Welcome To America. Want To Buy A House?

ITIN loans open up possible sources of new originations

Erica Drzewiecki
Welcome to America

Senko built a career creating solutions for underserved borrowers and investing in undervalued assets.

ITIN loans are just one of many Non-QM products Senko’s company lends and invests in. They are geared toward people who may have been in this country for a while or came here as children, but don’t have green cards or necessary documentation to secure traditional loans.

“This is a very fertile market,” Senko adds. “A lot of these folks are tradespeople, so there’s a lot of pride in ownership and the performance on these loans is really second to none.”

Oftentimes multiple generations of a single family live in one home together. Mom and Dad’s names are on the loan, but adult children, grandparents, cousins, and other relatives are contributing members of the household.

“This population doesn’t take on a lot of unnecessary debt,” Senko says. “They are very cash heavy, they appreciate, and they pay off quickly, too, because they want to be out of debt. They’re not looking to take advantage. As these folks earn and work, they pay off these loans very quickly.”

Just like Senko’s great-grandparents, who settled in German, Italian, and Irish neighborhoods when they came to the U.S. in the late 19th century, more recent waves of South and Central American immigrants tend to assimilate as neighbors.

“If you’re a loan officer wanting to tap into this market, and particularly if you can speak Spanish, this is a fantastic market because they’re new to the country,” Senko says. “They don’t have those deep connections in the community to realtors, to loan officers, to mortgage banks, to banks. It’s probably one of the best referral business markets out there. They tell two friends, and so on and so on.”

Robert Senko, president, ACC Mortgage

Oscar Reynaga, branch manager with E Mortgage Capital, is an MLO who has tapped into the ITIN market along the southwestern U.S. coast. He is a native of Mexico.

“When I first came to the country as an immigrant in 1995, I was just a teenager,” Reynaga recalls. “We all lived in an apartment. There was no space for a garden. You have no idea how that broke my mom’s heart because she needed flowers and roses and plants.”

He knows firsthand what it’s like for a family who comes to America for a better life but is barred access to the same resources within reach of ordinary Americans.

“Think about children saying, ‘Dad, how come we don’t buy a house? You drive this beautiful truck or this beautiful car and we can afford a house, right?’ And then you tell your kids, yeah, we can afford it, but the bank won’t lend to me because I’m illegal, or I don’t have a valid social. It’s heartbreaking to kids and families, to spouses,” he says.

Border states such as California, Nevada, Florida, and Texas are teeming with could-be borrowers, according to Reynaga.

“In multiple regions there’s a need for a program for millions of potential homeowners, and the opportunity is very minimal right now,” he says. “It’s a solution to home ownership for individuals that have an undefined legal status here in the country. They don’t have the means to get a work permit, to get a residency card or working visa, or, of course, citizenship. So what the ITIN loans do is allow hardworking individuals to lawfully get into a house.”

Source data
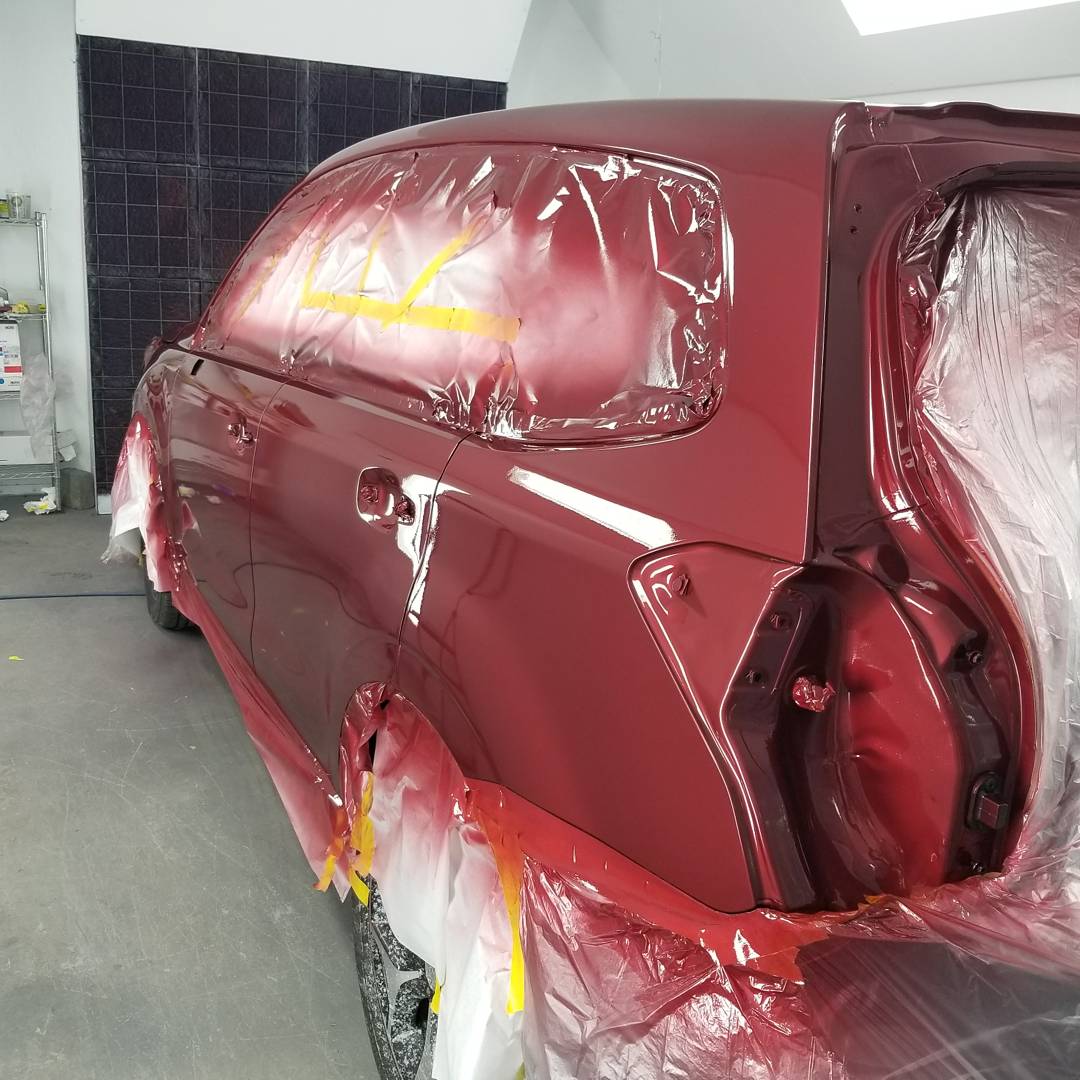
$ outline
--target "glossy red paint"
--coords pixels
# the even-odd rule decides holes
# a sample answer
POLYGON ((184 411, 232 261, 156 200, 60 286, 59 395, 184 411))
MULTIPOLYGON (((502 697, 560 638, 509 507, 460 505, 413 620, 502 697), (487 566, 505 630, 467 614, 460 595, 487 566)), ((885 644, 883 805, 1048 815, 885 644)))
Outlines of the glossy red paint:
POLYGON ((1080 130, 612 103, 422 125, 315 176, 461 145, 708 177, 730 230, 724 397, 678 435, 514 445, 373 403, 347 363, 163 347, 136 407, 171 539, 320 777, 354 688, 389 683, 477 789, 708 908, 845 908, 994 865, 1004 836, 969 820, 970 793, 994 774, 1024 797, 1026 653, 921 481, 921 271, 896 268, 957 186, 1080 175, 1080 130), (810 677, 836 691, 820 712, 792 697, 810 677))

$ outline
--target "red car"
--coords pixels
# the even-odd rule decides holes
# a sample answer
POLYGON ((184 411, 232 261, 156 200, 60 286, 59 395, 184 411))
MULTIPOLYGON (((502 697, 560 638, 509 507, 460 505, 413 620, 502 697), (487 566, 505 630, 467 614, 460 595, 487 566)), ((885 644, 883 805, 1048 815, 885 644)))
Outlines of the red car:
MULTIPOLYGON (((151 615, 198 618, 327 791, 382 687, 602 852, 603 895, 832 926, 977 882, 1035 806, 1041 661, 919 379, 980 200, 1071 228, 1078 177, 1077 121, 976 106, 609 103, 346 150, 148 354, 151 615)), ((359 943, 396 1080, 436 987, 390 922, 359 943)))

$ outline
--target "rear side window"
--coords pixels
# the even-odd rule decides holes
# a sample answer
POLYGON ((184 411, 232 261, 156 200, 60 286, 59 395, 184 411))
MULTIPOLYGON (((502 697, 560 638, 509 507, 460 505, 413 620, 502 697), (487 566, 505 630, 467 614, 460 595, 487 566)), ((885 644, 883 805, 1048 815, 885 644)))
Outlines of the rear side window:
POLYGON ((723 387, 713 181, 555 147, 440 147, 297 189, 197 343, 450 428, 536 442, 684 430, 723 387))

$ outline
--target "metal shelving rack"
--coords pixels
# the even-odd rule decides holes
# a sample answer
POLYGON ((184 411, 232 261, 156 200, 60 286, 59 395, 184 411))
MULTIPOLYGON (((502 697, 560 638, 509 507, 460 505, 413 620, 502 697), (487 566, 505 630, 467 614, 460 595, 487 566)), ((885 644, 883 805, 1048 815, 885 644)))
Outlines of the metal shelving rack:
MULTIPOLYGON (((49 291, 49 221, 43 213, 37 212, 27 220, 0 218, 0 232, 8 228, 32 228, 36 231, 38 252, 38 288, 42 294, 44 313, 16 315, 11 312, 0 314, 0 322, 41 323, 42 351, 49 366, 50 381, 53 379, 53 343, 50 315, 52 314, 52 296, 49 291)), ((22 332, 19 333, 22 338, 22 332)), ((15 397, 15 391, 6 391, 0 397, 15 397)), ((56 446, 56 400, 52 405, 52 463, 40 464, 0 464, 0 495, 33 494, 52 488, 55 492, 56 509, 60 508, 60 455, 56 446)))

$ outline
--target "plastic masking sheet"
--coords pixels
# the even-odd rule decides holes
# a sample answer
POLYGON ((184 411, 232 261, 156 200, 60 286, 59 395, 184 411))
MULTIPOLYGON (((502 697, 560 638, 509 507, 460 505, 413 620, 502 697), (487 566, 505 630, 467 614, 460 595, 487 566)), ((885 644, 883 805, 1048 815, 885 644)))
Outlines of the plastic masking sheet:
MULTIPOLYGON (((1012 596, 1038 672, 1038 783, 1000 873, 850 913, 708 912, 462 778, 381 687, 346 714, 338 794, 178 568, 174 596, 222 662, 320 883, 362 894, 369 869, 394 933, 438 974, 437 1080, 511 1080, 517 1061, 531 1080, 1078 1075, 1080 198, 962 194, 920 217, 903 259, 937 497, 1012 596)), ((157 545, 156 467, 132 464, 146 445, 133 422, 113 532, 149 525, 157 545)))
POLYGON ((165 524, 165 496, 153 435, 146 419, 132 418, 112 475, 112 519, 102 562, 145 555, 147 576, 159 593, 176 588, 165 524))
POLYGON ((729 248, 717 188, 674 165, 386 153, 286 200, 197 345, 488 435, 670 432, 720 396, 729 248))

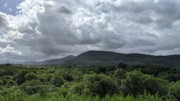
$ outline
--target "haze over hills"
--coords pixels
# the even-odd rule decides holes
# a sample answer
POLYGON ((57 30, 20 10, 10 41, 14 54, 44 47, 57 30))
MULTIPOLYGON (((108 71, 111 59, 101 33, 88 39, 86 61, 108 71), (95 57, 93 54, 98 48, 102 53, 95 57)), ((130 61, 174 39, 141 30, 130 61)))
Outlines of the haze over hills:
POLYGON ((119 63, 180 66, 180 55, 153 56, 145 54, 122 54, 110 51, 87 51, 78 56, 67 56, 62 59, 52 59, 41 62, 31 62, 31 65, 63 65, 63 66, 115 66, 119 63))

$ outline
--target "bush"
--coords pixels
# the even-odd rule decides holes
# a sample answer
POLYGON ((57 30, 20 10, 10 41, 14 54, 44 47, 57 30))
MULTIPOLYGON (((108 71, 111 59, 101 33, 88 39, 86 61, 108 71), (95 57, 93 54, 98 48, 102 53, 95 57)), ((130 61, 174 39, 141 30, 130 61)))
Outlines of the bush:
POLYGON ((124 79, 125 75, 126 75, 126 71, 120 68, 115 71, 113 76, 118 79, 124 79))
POLYGON ((0 86, 4 85, 4 81, 0 79, 0 86))
POLYGON ((25 75, 27 73, 28 73, 27 71, 21 71, 20 73, 17 74, 17 76, 15 76, 15 80, 18 85, 21 85, 26 81, 25 75))
POLYGON ((71 92, 74 94, 82 95, 85 86, 82 83, 75 84, 71 88, 71 92))
POLYGON ((52 78, 51 83, 56 87, 60 87, 61 85, 64 84, 64 79, 60 76, 55 76, 52 78))
POLYGON ((48 87, 43 85, 28 86, 26 88, 26 93, 28 95, 39 93, 41 96, 45 96, 47 92, 48 92, 48 87))
POLYGON ((8 81, 6 84, 7 87, 11 87, 11 86, 15 86, 15 85, 17 85, 17 83, 14 82, 13 80, 8 81))
POLYGON ((28 73, 28 74, 25 75, 25 79, 29 80, 29 81, 30 80, 35 80, 35 79, 37 79, 37 76, 34 73, 28 73))
POLYGON ((121 90, 125 95, 138 95, 148 93, 166 95, 168 93, 168 82, 166 80, 145 75, 139 71, 127 73, 126 79, 121 82, 121 90))
POLYGON ((180 101, 180 81, 170 84, 170 93, 180 101))
POLYGON ((104 97, 106 94, 113 95, 119 91, 117 82, 103 74, 89 76, 87 85, 92 95, 100 97, 104 97))

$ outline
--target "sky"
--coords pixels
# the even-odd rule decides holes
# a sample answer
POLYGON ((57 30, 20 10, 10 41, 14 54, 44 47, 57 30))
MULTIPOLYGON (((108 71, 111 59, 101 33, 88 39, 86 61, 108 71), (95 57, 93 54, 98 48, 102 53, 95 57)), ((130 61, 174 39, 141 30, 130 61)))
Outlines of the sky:
POLYGON ((180 54, 180 0, 0 0, 0 63, 88 50, 180 54))

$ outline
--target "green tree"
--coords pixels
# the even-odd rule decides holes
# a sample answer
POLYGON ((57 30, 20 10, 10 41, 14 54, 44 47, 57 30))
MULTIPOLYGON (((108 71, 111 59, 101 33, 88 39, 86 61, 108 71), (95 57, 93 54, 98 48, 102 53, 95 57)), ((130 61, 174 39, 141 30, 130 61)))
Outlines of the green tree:
POLYGON ((113 95, 119 91, 117 82, 109 76, 95 74, 87 77, 86 80, 87 87, 92 95, 104 97, 106 94, 113 95))
POLYGON ((170 93, 180 101, 180 81, 170 84, 170 93))
POLYGON ((34 73, 27 73, 27 74, 25 75, 25 79, 26 79, 26 80, 35 80, 35 79, 37 79, 37 76, 36 76, 36 74, 34 74, 34 73))
POLYGON ((56 87, 60 87, 61 85, 64 84, 64 79, 60 76, 55 76, 52 78, 51 83, 56 87))
POLYGON ((166 80, 145 75, 140 71, 127 73, 126 79, 121 82, 121 90, 125 95, 144 94, 145 91, 151 94, 158 93, 166 95, 168 93, 168 82, 166 80))

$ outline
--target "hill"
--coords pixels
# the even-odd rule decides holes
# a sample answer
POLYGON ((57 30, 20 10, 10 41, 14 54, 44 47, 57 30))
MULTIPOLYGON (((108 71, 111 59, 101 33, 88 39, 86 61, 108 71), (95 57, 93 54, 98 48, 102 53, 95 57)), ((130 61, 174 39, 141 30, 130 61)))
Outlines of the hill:
POLYGON ((133 64, 156 64, 166 66, 180 66, 180 55, 153 56, 145 54, 121 54, 109 51, 88 51, 72 60, 65 61, 64 65, 77 66, 110 66, 119 63, 133 64))

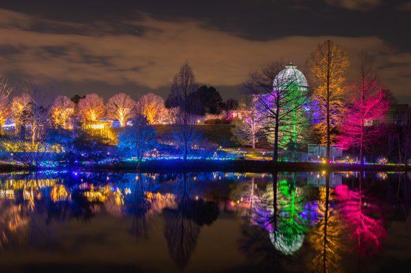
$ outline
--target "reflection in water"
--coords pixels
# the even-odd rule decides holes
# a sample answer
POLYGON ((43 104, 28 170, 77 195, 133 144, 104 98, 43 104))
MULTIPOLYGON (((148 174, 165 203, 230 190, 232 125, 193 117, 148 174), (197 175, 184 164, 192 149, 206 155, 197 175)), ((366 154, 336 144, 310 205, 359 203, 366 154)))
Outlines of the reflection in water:
MULTIPOLYGON (((403 181, 408 177, 385 174, 384 181, 395 185, 381 177, 355 172, 0 174, 0 249, 42 253, 54 248, 64 256, 65 237, 81 246, 84 236, 94 235, 82 234, 92 233, 87 226, 97 225, 99 231, 105 229, 101 223, 121 222, 126 230, 119 224, 112 232, 136 238, 127 241, 130 249, 156 242, 153 235, 162 233, 166 249, 156 251, 187 270, 203 242, 203 227, 219 222, 233 230, 228 236, 235 243, 225 249, 247 264, 283 272, 342 272, 347 267, 343 257, 378 256, 388 237, 382 211, 409 218, 409 187, 403 181), (66 229, 73 222, 79 230, 66 229)), ((201 251, 200 256, 208 252, 201 251)))
POLYGON ((277 250, 292 255, 303 245, 307 231, 301 190, 297 187, 296 174, 278 183, 277 226, 270 233, 270 239, 277 250))
POLYGON ((360 255, 372 255, 378 251, 386 230, 381 207, 366 195, 362 187, 363 173, 360 174, 359 187, 351 190, 345 185, 336 187, 340 213, 349 226, 360 255))
POLYGON ((341 235, 343 224, 337 210, 331 205, 334 190, 329 187, 329 174, 325 187, 319 188, 318 218, 308 241, 315 251, 311 266, 319 272, 341 272, 341 252, 345 248, 341 235))

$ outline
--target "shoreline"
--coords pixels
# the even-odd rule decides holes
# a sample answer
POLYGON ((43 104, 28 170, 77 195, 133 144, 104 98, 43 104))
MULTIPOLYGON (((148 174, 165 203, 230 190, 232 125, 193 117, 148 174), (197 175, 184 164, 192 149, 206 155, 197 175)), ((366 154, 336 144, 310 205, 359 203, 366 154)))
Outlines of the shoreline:
POLYGON ((140 163, 119 162, 95 166, 73 166, 70 167, 29 168, 12 164, 0 164, 0 172, 36 171, 58 170, 64 168, 90 171, 146 172, 271 172, 273 171, 397 171, 407 172, 410 166, 397 164, 329 164, 320 162, 278 162, 273 164, 269 160, 197 160, 184 161, 182 159, 149 160, 140 163))

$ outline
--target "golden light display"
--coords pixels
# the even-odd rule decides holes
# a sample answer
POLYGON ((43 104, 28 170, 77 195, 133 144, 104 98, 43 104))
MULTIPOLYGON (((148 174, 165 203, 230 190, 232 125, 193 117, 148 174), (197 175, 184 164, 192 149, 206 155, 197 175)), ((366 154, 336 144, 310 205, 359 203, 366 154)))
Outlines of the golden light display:
POLYGON ((319 44, 308 60, 310 70, 317 81, 314 89, 314 99, 319 107, 316 129, 323 145, 329 146, 336 138, 333 131, 342 118, 347 94, 345 72, 349 64, 345 50, 330 40, 319 44))
POLYGON ((149 125, 161 124, 169 118, 164 101, 159 96, 147 94, 138 100, 137 104, 138 112, 145 116, 149 125))
POLYGON ((115 94, 107 103, 107 114, 109 118, 119 120, 123 127, 127 120, 132 118, 135 105, 130 96, 124 93, 115 94))
POLYGON ((79 101, 77 114, 82 121, 96 121, 105 114, 104 101, 98 94, 88 94, 79 101))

* **Jobs**
1. Show every line of the records that contains the string "glossy", treating uppercase and lowercase as different.
2. Write what follows the last sentence of the article on ITIN home loans.
The records are unrelated to the text.

* **Solved problems**
1.
--target "glossy red paint"
Outlines of the glossy red paint:

2.
It’s Not That Hard

Securing, writing, processing, and closing on an ITIN loan may pose unique challenges, but they’re not insurmountable.

“It really isn’t different from a traditional loan,” Senko says. “We still have the same rules and regulations that are prescribed by Dodd-Frank. We need to have the ability to repay. We still need to see pay stubs, W-2s, tax returns, bank statements, P&Ls (profit and loss statements) if they’re self-employed. The qualifying process is no different, so it’s not like they’re any more risky. In fact, I find their performance is extraordinary.”

The American Dream

ITIN borrowers often haven’t established good credit right away and need help getting there.

“That’s one of the things that I spend a lot of time on, helping clients understand credit and plan ahead to build a good credit score so that they’ll be able to get the lowest possible rate,” Reynaga says. “I tell them, you have to do A, B, C, and D in order to get to E. And that’s usually what makes it a reality. When you create a path and you tell clients what to do and they follow the plan.”

Difficulties in verifying an applicant’s financials can lead to some nuances in the underwriting process, but it’s worth the trouble to lenders who do ITIN loans.

“The key is, these folks are putting down 15, 20, 25% to buy these homes. They have the money,” Senko says. “They’ve proven the ability to save money. Now we have to prove their ability to repay in terms of qualifying them.”

Education is another roadblock, as is the case in any business. Sometimes people hear about a friend of a friend getting a home loan, and it makes them think they can qualify, too.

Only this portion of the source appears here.